- **ACTIVITY**: Search through the entries for the word "below" and copy every line that has it.

____ TASK DATA

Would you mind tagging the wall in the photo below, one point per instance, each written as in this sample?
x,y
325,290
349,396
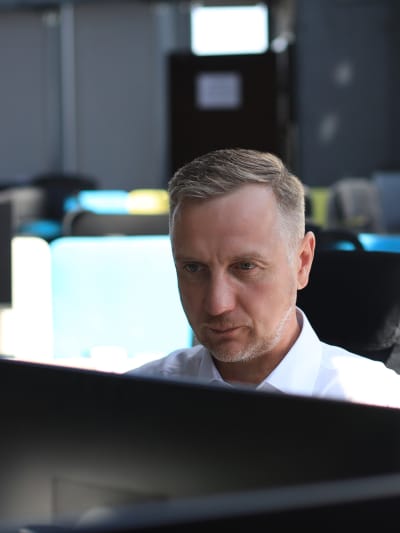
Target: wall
x,y
348,82
85,90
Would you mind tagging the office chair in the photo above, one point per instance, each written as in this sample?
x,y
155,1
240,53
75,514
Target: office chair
x,y
387,184
335,239
353,203
353,300
58,186
88,223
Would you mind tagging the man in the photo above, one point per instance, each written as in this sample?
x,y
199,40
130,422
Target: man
x,y
237,226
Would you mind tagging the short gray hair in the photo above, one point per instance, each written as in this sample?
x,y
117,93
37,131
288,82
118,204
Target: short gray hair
x,y
222,171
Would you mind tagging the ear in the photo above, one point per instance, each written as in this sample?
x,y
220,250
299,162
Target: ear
x,y
305,259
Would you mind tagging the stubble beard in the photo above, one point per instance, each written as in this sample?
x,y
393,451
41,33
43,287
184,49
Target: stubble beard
x,y
255,347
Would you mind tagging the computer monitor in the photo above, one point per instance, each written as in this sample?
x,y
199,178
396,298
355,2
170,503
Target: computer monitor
x,y
76,441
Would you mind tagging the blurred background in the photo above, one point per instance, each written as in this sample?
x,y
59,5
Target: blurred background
x,y
102,100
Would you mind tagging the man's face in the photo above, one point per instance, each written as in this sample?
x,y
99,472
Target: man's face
x,y
237,282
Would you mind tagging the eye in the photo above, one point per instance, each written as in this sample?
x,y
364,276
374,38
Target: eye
x,y
246,265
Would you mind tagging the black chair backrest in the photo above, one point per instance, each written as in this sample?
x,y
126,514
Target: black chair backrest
x,y
58,187
353,300
88,223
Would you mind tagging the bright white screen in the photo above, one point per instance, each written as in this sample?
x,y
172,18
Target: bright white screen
x,y
229,29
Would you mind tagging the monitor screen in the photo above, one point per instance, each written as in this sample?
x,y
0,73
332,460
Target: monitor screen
x,y
76,441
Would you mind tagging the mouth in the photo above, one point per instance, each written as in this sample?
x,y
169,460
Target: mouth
x,y
224,332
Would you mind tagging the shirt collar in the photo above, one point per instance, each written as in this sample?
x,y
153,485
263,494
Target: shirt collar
x,y
295,374
298,371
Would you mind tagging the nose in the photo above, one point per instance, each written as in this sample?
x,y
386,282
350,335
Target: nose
x,y
220,296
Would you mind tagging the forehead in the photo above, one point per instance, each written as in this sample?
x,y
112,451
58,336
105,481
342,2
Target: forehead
x,y
246,218
244,202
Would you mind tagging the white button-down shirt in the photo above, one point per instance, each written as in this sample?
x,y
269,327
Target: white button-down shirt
x,y
310,368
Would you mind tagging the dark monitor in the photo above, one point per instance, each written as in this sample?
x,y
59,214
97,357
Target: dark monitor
x,y
76,441
6,234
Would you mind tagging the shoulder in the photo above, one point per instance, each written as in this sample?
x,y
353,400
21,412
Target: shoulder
x,y
179,363
359,378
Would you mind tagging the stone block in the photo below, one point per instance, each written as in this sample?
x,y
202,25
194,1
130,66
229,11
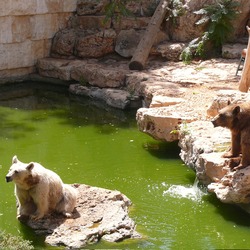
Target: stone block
x,y
21,28
69,5
90,22
90,7
21,8
23,56
95,45
224,98
231,51
44,26
164,101
161,123
99,75
57,68
5,30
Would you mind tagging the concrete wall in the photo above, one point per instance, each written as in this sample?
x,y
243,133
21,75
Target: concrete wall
x,y
26,31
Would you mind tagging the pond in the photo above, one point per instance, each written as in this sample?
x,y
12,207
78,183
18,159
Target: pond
x,y
87,142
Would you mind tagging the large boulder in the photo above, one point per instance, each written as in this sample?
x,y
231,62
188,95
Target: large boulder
x,y
100,214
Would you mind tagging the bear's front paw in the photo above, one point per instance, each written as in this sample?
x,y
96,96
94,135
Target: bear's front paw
x,y
234,162
36,216
228,155
22,217
240,166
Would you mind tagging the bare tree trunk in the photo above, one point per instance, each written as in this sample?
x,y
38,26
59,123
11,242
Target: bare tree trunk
x,y
138,61
245,77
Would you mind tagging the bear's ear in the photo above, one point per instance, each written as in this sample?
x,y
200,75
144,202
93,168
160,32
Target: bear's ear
x,y
30,166
14,159
236,110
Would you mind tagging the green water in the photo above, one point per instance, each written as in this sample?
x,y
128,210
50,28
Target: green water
x,y
86,142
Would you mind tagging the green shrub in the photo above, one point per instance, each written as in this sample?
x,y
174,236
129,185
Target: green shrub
x,y
217,19
10,242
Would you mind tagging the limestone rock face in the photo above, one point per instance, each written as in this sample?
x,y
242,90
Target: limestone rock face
x,y
83,44
64,43
103,76
116,98
95,45
224,98
161,123
90,7
100,214
201,149
233,187
127,41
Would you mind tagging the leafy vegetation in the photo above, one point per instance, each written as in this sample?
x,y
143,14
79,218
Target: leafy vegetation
x,y
10,242
217,20
115,9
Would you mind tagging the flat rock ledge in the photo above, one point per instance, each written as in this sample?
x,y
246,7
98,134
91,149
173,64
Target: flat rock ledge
x,y
100,214
202,147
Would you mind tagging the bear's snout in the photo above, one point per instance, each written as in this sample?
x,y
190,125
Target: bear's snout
x,y
8,178
214,123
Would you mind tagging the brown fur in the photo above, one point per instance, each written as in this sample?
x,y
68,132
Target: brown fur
x,y
236,117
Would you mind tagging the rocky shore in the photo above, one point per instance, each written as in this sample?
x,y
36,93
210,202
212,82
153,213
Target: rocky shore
x,y
99,214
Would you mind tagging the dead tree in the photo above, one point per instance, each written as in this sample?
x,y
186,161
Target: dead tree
x,y
138,61
244,83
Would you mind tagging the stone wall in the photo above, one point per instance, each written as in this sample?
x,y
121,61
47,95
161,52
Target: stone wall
x,y
26,30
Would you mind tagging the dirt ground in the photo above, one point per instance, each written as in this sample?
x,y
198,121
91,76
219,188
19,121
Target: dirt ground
x,y
197,83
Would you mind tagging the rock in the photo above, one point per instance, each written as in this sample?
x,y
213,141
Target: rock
x,y
232,51
95,44
90,7
170,51
90,23
201,147
224,98
109,75
127,41
113,97
233,187
161,123
57,68
63,43
70,43
100,214
164,101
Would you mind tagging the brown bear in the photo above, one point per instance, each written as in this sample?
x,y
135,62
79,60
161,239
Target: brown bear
x,y
40,191
236,117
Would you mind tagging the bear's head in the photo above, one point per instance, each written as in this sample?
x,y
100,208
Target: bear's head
x,y
19,172
227,117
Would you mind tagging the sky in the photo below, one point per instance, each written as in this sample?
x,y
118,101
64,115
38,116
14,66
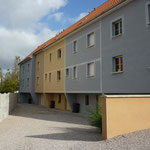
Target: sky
x,y
26,24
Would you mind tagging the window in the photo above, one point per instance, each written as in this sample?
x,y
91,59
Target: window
x,y
27,82
59,53
49,77
90,39
50,57
118,64
74,72
38,80
67,72
22,83
149,13
75,46
28,67
58,75
59,99
117,27
38,65
46,76
91,69
87,100
23,70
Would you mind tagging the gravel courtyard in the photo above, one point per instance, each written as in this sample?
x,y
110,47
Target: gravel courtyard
x,y
32,127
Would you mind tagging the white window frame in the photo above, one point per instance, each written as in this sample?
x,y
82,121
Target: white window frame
x,y
74,76
114,65
58,79
59,55
73,50
87,39
87,70
67,75
50,57
50,76
147,13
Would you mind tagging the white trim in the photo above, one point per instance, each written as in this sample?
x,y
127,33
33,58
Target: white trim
x,y
73,72
87,76
147,14
126,96
101,70
84,63
111,27
87,34
74,52
83,92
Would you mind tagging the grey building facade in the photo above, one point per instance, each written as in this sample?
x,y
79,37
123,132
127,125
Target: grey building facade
x,y
27,81
120,55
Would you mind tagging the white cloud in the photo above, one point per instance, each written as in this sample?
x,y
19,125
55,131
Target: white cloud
x,y
21,28
57,16
79,17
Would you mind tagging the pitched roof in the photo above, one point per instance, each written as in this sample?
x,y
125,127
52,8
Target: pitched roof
x,y
97,11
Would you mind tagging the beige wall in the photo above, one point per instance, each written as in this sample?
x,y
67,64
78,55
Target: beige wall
x,y
56,64
124,115
39,72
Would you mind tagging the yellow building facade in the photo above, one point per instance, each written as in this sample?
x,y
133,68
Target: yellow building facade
x,y
49,74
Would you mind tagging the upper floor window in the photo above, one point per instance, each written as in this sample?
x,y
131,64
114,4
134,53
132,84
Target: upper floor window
x,y
46,76
74,72
91,69
148,13
74,46
117,27
38,65
59,98
87,100
58,75
90,39
23,69
118,64
22,83
67,72
59,53
28,67
50,57
49,77
27,82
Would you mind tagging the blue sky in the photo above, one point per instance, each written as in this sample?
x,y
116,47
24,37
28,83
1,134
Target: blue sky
x,y
73,9
26,24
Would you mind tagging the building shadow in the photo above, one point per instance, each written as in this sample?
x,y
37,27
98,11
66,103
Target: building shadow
x,y
71,134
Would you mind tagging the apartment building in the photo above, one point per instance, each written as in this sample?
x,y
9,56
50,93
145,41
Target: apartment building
x,y
27,81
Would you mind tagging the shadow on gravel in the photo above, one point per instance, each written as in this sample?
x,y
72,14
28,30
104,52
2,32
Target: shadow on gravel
x,y
72,134
42,113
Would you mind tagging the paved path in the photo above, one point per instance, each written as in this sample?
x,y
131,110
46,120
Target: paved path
x,y
33,127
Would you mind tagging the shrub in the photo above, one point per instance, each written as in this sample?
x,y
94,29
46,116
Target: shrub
x,y
95,116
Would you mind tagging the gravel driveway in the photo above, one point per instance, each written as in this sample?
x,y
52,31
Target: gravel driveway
x,y
33,127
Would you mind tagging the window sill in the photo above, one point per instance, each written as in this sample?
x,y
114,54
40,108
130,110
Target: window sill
x,y
89,77
74,52
117,72
90,46
115,36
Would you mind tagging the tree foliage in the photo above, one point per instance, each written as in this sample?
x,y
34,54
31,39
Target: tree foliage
x,y
10,81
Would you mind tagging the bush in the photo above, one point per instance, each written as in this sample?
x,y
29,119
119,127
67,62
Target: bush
x,y
95,116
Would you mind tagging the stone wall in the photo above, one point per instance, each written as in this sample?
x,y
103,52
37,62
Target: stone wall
x,y
8,103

________

- **TASK RESPONSE**:
Would you mind tagging the wall in the photo below, one point per instance, each written as in this sample?
Would you mind tagging the stone block in the photo below, one point per instance, each written as in this sample?
Would you mind tagging the sky in the photo below, one point per instance, each written as in this sample?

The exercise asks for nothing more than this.